### PROBLEMS AND TASKS
1. According to the muscle weakness text, what does pronation and drift of the extended arms indicate?
2. Please repeat the part of the muscle weakness text between "1. Is the weakness" and "shortness of breath?", inclusive.
3. Decide whether each statement agrees with the muscle weakness text, answering yes or no and quoting the words of the text that settle it. (a) Acute upper motor neuron lesions cause increased muscle tone. (b) Muscular dystrophy is associated with enlargement of muscles. (c) Denervation of muscles causes gross contractions.

Muscle Weakness


Neurologists focus on identifying the location of the pathologic lesion as the first step in determining etiology. In the case of muscle weakness this would be:

  • upper motor lesion - cerebral, posterior fossa, or spinal cord above the muscle groups affected
  • spinal cord,
  • lower motor- anterior horn cells, motor nerves, neuromuscular junction - pre or post synaptic muscle fibers


The first step in making a differential diagnosis is a good history. The important points are:

  1. Is the weakness progressive?
  2. Does the weakness change at different times in the day?
  3. Is the weakness greater or less after exertion, or with cold temperature?
  4. Is there any pain associated with the weakness? Are there any associated sensory changes?
  5. Are bowel and bladder function normal?
  6. Are there any complaints referable to the bulbar muscles double vision, change in voice, trouble chewing or swallowing, shortness of breath?
  7. Are there any cognitive changes associated with the weakness?
  8. Is there a family history of weakness?
  9. What was the birth history?
  10. Is the child intellectually normal/Are developmental milestones normal?
  11. Have any other organ systems been affected such as skin, kidney, joints?

Physical Exam

The exam provides the key to localizing the pathologic lesion and guiding the choice of diagnostic tests. The motor exam has several important features:

Cranial nerves.

Look for ptosis, facial weakness, complete eye movements. Symmetrical facial weakness can easily be missed. Symmetric or asymmetric weakness of the face, eye muscles, or eyelids commonly occurs in disorders of the muscle unit, neuromuscular junction, or motor nerves. Unilateral facial weakness affecting only the lower division would indicate an upper motor neuron lesion in the cortex or basal ganglia.

Positioning of extremities.

Upper motor neuron lesions are usually associated with a loss of adductor tone in the legs, causing external rotation. Acutely, changes in positioning of the arms are less obvious, but with time, the arm and wrist are flexed. Ask the patient to extend the arms, palms up, with eyes closed. Pronation and drift indicates an upper motor neuron lesion.

Muscle bulk.

longstanding processes, both upper and lower motor, are associated with muscle atrophy and sometimes shortening of an extremity.

Muscular dystrophy is associated with enlargement of muscles (pseudohypertophy). Inflammatory muscle disease is suggested by tenderness of muscles to palpation.

Appearance of muscles.

Denervation of muscles (anterior horn cell) causes gross contractions called fasiculations, particularly in the tongue. Inflammation of muscles produces irritability of the muscles which is sometimes visible with gentle percussion- Marked contractions of muscles after percussion, myotonia, indicates a disease of the muscle membrane.

Muscle tone.

This can be assessed by gently moving the arms, wrists, and legs. Acute upper motor neuron lesions cause decreased tone. After a few days the tone increases in the affected extremity.

Muscle strength.

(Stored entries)
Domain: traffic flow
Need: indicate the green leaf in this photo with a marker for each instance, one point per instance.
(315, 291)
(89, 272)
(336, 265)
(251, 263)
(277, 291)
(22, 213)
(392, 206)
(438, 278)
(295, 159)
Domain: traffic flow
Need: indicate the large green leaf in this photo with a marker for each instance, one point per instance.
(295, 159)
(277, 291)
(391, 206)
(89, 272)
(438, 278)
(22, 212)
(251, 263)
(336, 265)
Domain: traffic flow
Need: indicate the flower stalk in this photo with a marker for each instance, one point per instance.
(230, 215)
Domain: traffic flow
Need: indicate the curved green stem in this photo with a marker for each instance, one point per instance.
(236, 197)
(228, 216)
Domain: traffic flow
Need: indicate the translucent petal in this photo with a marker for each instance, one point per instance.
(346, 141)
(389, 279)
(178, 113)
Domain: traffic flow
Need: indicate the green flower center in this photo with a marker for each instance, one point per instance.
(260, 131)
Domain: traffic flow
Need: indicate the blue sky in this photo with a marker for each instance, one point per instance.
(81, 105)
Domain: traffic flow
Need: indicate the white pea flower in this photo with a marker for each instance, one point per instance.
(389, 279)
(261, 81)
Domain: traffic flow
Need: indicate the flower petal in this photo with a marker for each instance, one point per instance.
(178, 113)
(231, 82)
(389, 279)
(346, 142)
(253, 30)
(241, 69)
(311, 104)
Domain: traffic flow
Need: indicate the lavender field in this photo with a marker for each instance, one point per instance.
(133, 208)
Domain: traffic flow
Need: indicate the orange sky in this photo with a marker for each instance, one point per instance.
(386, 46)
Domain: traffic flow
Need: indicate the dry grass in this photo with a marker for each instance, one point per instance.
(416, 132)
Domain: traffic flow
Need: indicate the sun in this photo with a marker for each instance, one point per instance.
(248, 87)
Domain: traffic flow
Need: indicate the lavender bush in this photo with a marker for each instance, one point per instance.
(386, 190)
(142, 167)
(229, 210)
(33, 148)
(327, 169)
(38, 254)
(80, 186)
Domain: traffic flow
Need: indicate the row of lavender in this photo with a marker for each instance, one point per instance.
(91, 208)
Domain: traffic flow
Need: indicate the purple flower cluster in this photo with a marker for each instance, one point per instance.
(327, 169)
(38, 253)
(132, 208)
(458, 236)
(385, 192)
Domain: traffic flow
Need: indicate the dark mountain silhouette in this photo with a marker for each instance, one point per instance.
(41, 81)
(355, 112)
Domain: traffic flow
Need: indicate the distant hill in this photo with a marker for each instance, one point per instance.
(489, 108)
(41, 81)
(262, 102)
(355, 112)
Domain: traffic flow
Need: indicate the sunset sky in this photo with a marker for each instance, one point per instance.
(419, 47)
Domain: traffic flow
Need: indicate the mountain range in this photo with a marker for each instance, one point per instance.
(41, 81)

### SOLUTIONS TO THE EXERCISE
1. An upper motor neuron lesion.

2.
1. Is the weakness progressive?
  2. Does the weakness change at different times in the day?
  3. Is the weakness greater or less after exertion, or with cold temperature?
  4. Is there any pain associated with the weakness? Are there any associated sensory changes?
  5. Are bowel and bladder function normal?
  6. Are there any complaints referable to the bulbar muscles double vision, change in voice, trouble chewing or swallowing, shortness of breath?

3.
(a) No: "Acute upper motor neuron lesions cause decreased tone."
(b) Yes: "Muscular dystrophy is associated with enlargement of muscles (pseudohypertophy)."
(c) Yes: "Denervation of muscles (anterior horn cell) causes gross contractions called fasiculations"